* _EXERCISE TASK_
Lay out every line of the items below as a Markdown table with two columns, Number and Text. Give each line its own row number and omit any blank lines.
**** TASK INPUTS ****
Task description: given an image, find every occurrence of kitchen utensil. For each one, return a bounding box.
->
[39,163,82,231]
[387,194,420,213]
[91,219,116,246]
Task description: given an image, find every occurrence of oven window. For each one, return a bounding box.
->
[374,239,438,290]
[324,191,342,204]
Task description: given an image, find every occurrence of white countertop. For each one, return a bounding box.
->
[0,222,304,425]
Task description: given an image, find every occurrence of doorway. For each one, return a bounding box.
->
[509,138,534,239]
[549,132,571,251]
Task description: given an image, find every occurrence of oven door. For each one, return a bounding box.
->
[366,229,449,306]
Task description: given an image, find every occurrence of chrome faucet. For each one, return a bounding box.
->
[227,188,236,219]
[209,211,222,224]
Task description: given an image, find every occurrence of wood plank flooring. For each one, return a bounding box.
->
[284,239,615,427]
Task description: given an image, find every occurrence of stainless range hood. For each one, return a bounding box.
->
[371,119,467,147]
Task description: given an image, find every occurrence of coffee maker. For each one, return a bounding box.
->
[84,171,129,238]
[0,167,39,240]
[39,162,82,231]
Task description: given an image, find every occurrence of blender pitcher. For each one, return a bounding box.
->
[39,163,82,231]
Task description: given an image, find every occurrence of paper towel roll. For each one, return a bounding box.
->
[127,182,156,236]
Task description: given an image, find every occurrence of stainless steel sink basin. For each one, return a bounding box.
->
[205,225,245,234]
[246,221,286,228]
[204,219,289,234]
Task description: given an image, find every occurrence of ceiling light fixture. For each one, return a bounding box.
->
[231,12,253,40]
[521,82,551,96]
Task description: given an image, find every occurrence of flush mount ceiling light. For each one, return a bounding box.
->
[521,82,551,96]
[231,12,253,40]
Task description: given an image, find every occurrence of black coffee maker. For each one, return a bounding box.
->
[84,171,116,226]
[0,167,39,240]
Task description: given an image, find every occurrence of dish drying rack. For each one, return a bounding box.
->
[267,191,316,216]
****
* _SOLUTION TO THIS TASK_
| Number | Text |
|---|---|
| 1 | Task description: given an image, find every occurrence of kitchen utensil. For each one, return a bounding box. |
| 2 | -> |
| 3 | [39,163,82,231] |
| 4 | [387,194,420,213] |
| 5 | [91,219,116,246] |
| 6 | Task description: given an image, find every occurrence of oven window. For each one, return a bounding box. |
| 7 | -> |
| 8 | [374,239,438,290] |
| 9 | [324,191,342,204] |
| 10 | Task description: given an image, find every occurrence of white countertop. For each one, return a bounding box. |
| 11 | -> |
| 12 | [0,222,304,425] |
| 13 | Task description: given an image, find every occurrence of doorway. For each one, return a bounding box. |
| 14 | -> |
| 15 | [509,138,534,239] |
| 16 | [549,132,571,251] |
| 17 | Task description: given an image, find every occurrence of oven door. For each one, return a bounding box. |
| 18 | -> |
| 19 | [366,229,449,306] |
| 20 | Task description: given an image, find every occurrence of chrome faucet. For each one, return a bounding box. |
| 21 | -> |
| 22 | [227,188,236,219] |
| 23 | [209,211,222,224] |
| 24 | Task description: given an image, find every occurrence of wood plank flooring. For each one, return a bounding box. |
| 25 | -> |
| 26 | [284,239,615,427] |
| 27 | Task description: given an image, find every occurrence of stainless range hood. For each one, return a bounding box. |
| 28 | -> |
| 29 | [371,119,467,147] |
| 30 | Task description: given an image, find every occurrence of coffee maker. For each one, return a bounding box. |
| 31 | -> |
| 32 | [84,171,129,238] |
| 33 | [0,167,39,240] |
| 34 | [39,162,82,231] |
| 35 | Task description: given an image, find every occurrence of blender pitcher. For each one, return a bounding box. |
| 36 | -> |
| 37 | [39,163,82,231] |
| 38 | Task description: given an image, find every occurrence of paper towel roll. For each one, return a bounding box. |
| 39 | -> |
| 40 | [127,182,156,236] |
| 41 | Task description: given an image, find every occurrence of stainless steel sink basin. For each one, return a bounding box. |
| 42 | -> |
| 43 | [205,225,245,234] |
| 44 | [246,221,286,228] |
| 45 | [204,219,289,234] |
| 46 | Task description: given an image, find every occurrence of ceiling light fixture. For each one, return a bounding box. |
| 47 | -> |
| 48 | [231,12,253,40] |
| 49 | [521,82,551,96] |
| 50 | Task description: given an image, find every occurrence of flush mount ceiling light. For each one, return a bounding box. |
| 51 | -> |
| 52 | [521,82,551,96] |
| 53 | [231,12,253,40] |
| 54 | Task description: given an image, find every occurrence of black coffee maker. For each one, return a bounding box. |
| 55 | -> |
| 56 | [84,171,116,226] |
| 57 | [0,167,39,240] |
| 58 | Task description: given an image, find every occurrence of dish drying rack. For each one, return a bounding box. |
| 59 | -> |
| 60 | [267,191,316,216] |